*Listed entries:*
+++

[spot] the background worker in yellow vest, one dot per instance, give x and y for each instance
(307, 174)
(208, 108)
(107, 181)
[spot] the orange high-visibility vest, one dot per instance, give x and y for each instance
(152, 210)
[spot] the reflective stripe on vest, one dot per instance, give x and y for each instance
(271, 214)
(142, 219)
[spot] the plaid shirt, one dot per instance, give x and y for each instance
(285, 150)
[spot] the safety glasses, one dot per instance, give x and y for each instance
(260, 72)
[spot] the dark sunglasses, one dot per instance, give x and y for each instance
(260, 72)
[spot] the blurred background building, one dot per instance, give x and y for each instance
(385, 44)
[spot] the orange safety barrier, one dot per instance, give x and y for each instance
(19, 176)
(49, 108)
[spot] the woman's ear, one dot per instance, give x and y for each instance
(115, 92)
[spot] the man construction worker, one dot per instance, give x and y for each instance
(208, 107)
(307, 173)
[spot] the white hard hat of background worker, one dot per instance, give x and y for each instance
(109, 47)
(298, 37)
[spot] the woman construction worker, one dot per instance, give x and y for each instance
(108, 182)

+++

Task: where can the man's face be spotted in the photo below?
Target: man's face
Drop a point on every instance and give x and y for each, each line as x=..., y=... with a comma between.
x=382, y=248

+++

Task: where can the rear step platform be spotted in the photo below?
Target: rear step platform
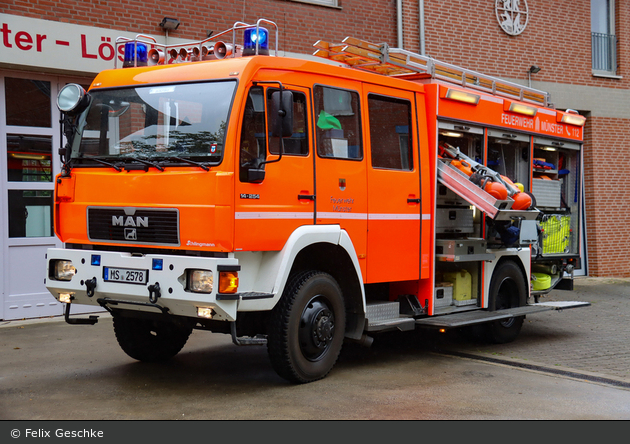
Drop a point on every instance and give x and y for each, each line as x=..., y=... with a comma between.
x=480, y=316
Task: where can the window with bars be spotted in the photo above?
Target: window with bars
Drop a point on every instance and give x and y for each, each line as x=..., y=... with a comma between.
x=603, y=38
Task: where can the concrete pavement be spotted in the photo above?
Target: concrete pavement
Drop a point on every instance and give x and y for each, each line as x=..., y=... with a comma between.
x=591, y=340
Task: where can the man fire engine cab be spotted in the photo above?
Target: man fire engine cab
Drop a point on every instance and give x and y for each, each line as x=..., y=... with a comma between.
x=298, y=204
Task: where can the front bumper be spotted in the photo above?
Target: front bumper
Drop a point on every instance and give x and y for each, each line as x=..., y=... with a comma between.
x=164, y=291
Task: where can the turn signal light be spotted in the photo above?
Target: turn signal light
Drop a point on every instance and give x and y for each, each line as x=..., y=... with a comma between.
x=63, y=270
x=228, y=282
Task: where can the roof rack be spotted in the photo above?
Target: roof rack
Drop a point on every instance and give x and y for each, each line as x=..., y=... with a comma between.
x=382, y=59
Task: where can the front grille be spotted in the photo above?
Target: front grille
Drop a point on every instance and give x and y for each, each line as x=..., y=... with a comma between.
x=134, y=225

+++

*Work to complete:* Beginning with the line above that contains "Task: where can the rear" and finishing with the line that contains "Target: turn signal light", print those lines exactly and only. Skip all pictures.

*Answer below:*
Task: where can the rear step platform be spotted in the photo below?
Target: rear step platform
Drop a point on every instance and give x and y for each, each line as x=..., y=... with a comma between.
x=480, y=316
Task: where can the window with bars be spotted in the photo above?
Target: window with bars
Drop a point on every instance and give x and y for each, each line as x=..., y=... with a comma between.
x=603, y=38
Task: where can the concrete pavement be spotted in the photo above?
Target: concrete pavement
Drop a point on every instance and give x and y for each, each line as x=..., y=... with a comma between.
x=591, y=340
Task: where can the man fire engine cab be spotted in the photo above?
Target: man fire engine cab
Drop a point on every instance and give x and y for each, each line as x=..., y=... with a comma between.
x=298, y=204
Task: where can the front bumper be spotted in the photo above?
Target: front bumper
Drop a point on every instance and give x and y for each, each line as x=..., y=... with a comma between.
x=164, y=291
Task: where can the turn signal light be spotted in the photo above?
Target: turn signal light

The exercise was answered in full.